■ **What needs to be done**:
Recast every line of the data below as an item in a numbered list, skipping any blank lines.

■ **Data provided**:

§

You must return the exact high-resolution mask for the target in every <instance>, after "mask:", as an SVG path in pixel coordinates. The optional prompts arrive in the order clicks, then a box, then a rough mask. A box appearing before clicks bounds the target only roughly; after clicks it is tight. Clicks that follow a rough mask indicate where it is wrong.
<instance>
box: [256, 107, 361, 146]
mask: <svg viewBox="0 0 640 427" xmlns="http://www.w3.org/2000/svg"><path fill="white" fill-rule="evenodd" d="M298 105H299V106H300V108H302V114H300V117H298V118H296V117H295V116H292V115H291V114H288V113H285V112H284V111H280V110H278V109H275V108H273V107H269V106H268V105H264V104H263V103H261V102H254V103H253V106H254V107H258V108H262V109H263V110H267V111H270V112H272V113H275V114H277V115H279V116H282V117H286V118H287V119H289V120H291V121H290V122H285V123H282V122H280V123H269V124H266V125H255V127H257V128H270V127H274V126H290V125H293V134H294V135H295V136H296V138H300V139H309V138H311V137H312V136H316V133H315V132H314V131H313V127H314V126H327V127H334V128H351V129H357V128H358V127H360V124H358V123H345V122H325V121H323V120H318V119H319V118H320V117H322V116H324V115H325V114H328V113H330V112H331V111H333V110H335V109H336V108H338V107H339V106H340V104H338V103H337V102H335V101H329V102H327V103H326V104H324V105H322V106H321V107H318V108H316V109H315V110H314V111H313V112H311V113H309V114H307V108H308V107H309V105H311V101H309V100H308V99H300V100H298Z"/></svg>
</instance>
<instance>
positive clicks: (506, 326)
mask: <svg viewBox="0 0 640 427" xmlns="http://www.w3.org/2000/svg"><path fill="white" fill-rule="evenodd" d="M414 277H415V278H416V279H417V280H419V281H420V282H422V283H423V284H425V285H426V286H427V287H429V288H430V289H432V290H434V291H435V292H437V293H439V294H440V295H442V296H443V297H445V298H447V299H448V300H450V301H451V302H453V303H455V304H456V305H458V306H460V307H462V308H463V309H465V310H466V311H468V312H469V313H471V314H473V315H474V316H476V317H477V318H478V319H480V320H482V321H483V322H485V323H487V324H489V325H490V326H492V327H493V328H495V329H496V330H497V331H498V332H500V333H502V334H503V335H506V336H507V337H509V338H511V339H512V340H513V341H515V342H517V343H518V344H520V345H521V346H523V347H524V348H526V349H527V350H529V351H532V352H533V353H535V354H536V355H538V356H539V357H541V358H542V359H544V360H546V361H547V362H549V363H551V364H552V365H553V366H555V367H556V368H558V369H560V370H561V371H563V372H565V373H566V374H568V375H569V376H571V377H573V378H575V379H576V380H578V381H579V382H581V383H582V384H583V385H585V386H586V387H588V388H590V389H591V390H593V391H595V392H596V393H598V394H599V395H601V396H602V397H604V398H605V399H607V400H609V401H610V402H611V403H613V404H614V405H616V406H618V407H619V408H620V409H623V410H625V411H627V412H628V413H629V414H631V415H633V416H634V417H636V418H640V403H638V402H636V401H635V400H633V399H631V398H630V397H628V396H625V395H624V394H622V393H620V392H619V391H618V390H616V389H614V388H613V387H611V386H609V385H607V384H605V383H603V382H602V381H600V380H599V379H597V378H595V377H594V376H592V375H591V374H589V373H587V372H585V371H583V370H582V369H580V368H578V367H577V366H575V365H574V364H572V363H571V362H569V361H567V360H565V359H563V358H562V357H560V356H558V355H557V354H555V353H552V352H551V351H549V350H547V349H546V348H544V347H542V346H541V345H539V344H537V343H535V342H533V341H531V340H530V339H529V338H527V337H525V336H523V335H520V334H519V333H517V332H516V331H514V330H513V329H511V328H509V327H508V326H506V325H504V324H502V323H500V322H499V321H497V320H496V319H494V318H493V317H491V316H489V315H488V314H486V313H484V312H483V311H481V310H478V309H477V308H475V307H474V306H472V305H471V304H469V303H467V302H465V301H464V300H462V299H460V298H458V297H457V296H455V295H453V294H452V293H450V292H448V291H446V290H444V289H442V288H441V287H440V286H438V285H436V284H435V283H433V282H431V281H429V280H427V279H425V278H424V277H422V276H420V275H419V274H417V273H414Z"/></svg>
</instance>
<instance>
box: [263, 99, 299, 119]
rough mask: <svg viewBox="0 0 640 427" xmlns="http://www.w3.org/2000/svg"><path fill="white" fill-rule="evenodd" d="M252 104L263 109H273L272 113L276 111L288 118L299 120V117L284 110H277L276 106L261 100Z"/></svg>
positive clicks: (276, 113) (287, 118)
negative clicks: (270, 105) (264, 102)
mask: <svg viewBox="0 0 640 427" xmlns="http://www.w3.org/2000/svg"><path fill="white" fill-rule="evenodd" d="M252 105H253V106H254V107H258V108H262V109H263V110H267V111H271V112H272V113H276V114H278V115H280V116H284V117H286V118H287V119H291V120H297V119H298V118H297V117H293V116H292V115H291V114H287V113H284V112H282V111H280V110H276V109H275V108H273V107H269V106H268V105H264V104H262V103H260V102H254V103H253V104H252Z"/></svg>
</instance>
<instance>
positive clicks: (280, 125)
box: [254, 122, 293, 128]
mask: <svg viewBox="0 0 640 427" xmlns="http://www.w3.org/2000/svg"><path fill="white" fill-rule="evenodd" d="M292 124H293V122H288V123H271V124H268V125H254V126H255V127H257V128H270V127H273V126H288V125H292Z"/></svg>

§

■ **Exercise answer**:
1. You must return the exact high-resolution mask for the target in every <instance>, after "mask:", as an SVG path in pixel coordinates. The optional prompts arrive in the order clicks, then a box, then a rough mask. A box appearing before clicks bounds the target only roughly; after clicks it is tight. Clicks that follow a rough mask indicate where it is wrong.
2. <instance>
3. box: [256, 107, 361, 146]
4. mask: <svg viewBox="0 0 640 427" xmlns="http://www.w3.org/2000/svg"><path fill="white" fill-rule="evenodd" d="M298 105H299V106H300V108H302V114H300V117H298V118H296V117H295V116H292V115H291V114H288V113H285V112H284V111H280V110H278V109H275V108H273V107H269V106H268V105H264V104H263V103H261V102H254V103H253V106H254V107H258V108H262V109H263V110H267V111H270V112H272V113H275V114H277V115H279V116H282V117H286V118H287V119H289V120H291V121H290V122H285V123H282V122H280V123H269V124H266V125H255V127H257V128H270V127H274V126H290V125H293V134H294V135H295V136H296V138H300V139H309V138H311V137H312V136H316V133H315V132H314V131H313V127H314V126H327V127H334V128H351V129H357V128H358V127H360V124H358V123H345V122H325V121H323V120H318V119H319V118H320V117H322V116H324V115H325V114H328V113H330V112H331V111H333V110H335V109H336V108H338V107H339V106H340V104H338V103H337V102H335V101H329V102H327V103H326V104H324V105H322V106H321V107H318V108H316V109H315V110H314V111H313V112H311V113H309V114H307V108H308V107H309V105H311V101H309V100H308V99H300V100H298Z"/></svg>
5. </instance>
6. <instance>
7. positive clicks: (506, 326)
8. mask: <svg viewBox="0 0 640 427" xmlns="http://www.w3.org/2000/svg"><path fill="white" fill-rule="evenodd" d="M414 277H415V278H416V279H417V280H419V281H420V282H422V283H423V284H425V285H426V286H427V287H429V288H430V289H432V290H434V291H435V292H437V293H439V294H440V295H442V296H443V297H445V298H447V299H448V300H450V301H451V302H453V303H455V304H456V305H458V306H460V307H462V308H463V309H465V310H466V311H468V312H469V313H471V314H473V315H474V316H476V317H477V318H478V319H480V320H482V321H483V322H485V323H487V324H489V325H490V326H492V327H493V328H495V329H496V330H497V331H498V332H500V333H502V334H503V335H506V336H507V337H509V338H511V339H512V340H513V341H515V342H517V343H518V344H520V345H521V346H523V347H524V348H526V349H527V350H529V351H532V352H533V353H535V354H536V355H538V356H539V357H541V358H542V359H544V360H546V361H547V362H549V363H551V364H552V365H553V366H555V367H556V368H558V369H560V370H561V371H563V372H565V373H566V374H568V375H569V376H571V377H573V378H575V379H576V380H578V381H579V382H581V383H582V384H583V385H585V386H586V387H588V388H590V389H591V390H593V391H595V392H596V393H598V394H599V395H601V396H602V397H604V398H605V399H607V400H609V401H610V402H611V403H613V404H614V405H616V406H618V407H619V408H620V409H623V410H625V411H627V412H628V413H629V414H631V415H633V416H634V417H636V418H640V403H638V402H636V401H635V400H633V399H631V398H630V397H628V396H625V395H624V394H622V393H620V392H619V391H618V390H616V389H614V388H613V387H611V386H609V385H607V384H605V383H603V382H602V381H600V380H599V379H597V378H595V377H594V376H592V375H591V374H589V373H587V372H585V371H583V370H582V369H580V368H578V367H577V366H575V365H574V364H572V363H571V362H569V361H567V360H565V359H563V358H562V357H560V356H558V355H557V354H555V353H552V352H551V351H549V350H547V349H546V348H544V347H542V346H541V345H539V344H537V343H535V342H533V341H531V340H530V339H529V338H527V337H525V336H523V335H520V334H519V333H517V332H516V331H514V330H513V329H511V328H509V327H508V326H506V325H504V324H502V323H500V322H499V321H497V320H496V319H494V318H493V317H491V316H489V315H488V314H486V313H484V312H483V311H481V310H478V309H477V308H475V307H474V306H472V305H471V304H469V303H467V302H465V301H464V300H462V299H460V298H458V297H457V296H455V295H453V294H452V293H450V292H448V291H446V290H444V289H442V288H441V287H440V286H438V285H436V284H435V283H433V282H431V281H429V280H427V279H425V278H424V277H422V276H420V275H419V274H417V273H414Z"/></svg>
9. </instance>
10. <instance>
11. box: [263, 99, 299, 119]
12. rough mask: <svg viewBox="0 0 640 427" xmlns="http://www.w3.org/2000/svg"><path fill="white" fill-rule="evenodd" d="M252 104L263 109H273L272 113L276 111L288 118L299 120V117L284 110H277L276 106L261 100Z"/></svg>
13. positive clicks: (276, 113) (287, 118)
14. negative clicks: (270, 105) (264, 102)
15. mask: <svg viewBox="0 0 640 427" xmlns="http://www.w3.org/2000/svg"><path fill="white" fill-rule="evenodd" d="M252 105H253V106H254V107H258V108H262V109H263V110H267V111H271V112H272V113H276V114H278V115H280V116H284V117H286V118H287V119H291V120H297V119H298V118H297V117H293V116H292V115H291V114H287V113H284V112H282V111H280V110H276V109H275V108H273V107H269V106H268V105H264V104H262V103H260V102H254V103H253V104H252Z"/></svg>
16. </instance>
17. <instance>
18. positive clicks: (280, 125)
19. box: [254, 122, 293, 128]
20. mask: <svg viewBox="0 0 640 427" xmlns="http://www.w3.org/2000/svg"><path fill="white" fill-rule="evenodd" d="M292 124H293V122H288V123H271V124H268V125H254V126H255V127H257V128H270V127H273V126H288V125H292Z"/></svg>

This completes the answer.